Recent Accounting Pronouncements
In June 2006, FASB issued Financial Interpretation No. 48, Accounting for Uncertainty in
Income Taxes, an Interpretation of FASB Statement No. 109 ( FIN 48). FIN 48 clarifies the
accounting for uncertainty in income taxes recognized in a companys financial statements and
prescribes a recognition threshold and
measurement attribute for the financial statement recognition and measurement of a tax position
taken or expected to be taken in a tax return. FIN 48 also provides guidance on description,
classification, interest and penalties, accounting in interim periods, disclosure and transition.
The Company adopted FIN 48 effective January 1, 2007 with no impact on its results of operations or
financial condition.

[Region annotation entries]
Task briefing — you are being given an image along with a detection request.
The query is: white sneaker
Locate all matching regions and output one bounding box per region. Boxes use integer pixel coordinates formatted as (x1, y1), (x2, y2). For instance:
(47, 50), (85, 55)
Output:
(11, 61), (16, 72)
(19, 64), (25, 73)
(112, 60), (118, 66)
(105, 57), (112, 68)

■ Short task: According to the accounting pronouncements text, on what date did the Company adopt FIN 48? These entries are separate from the text on accounting pronouncements.

■ Answer to the exercise: January 1, 2007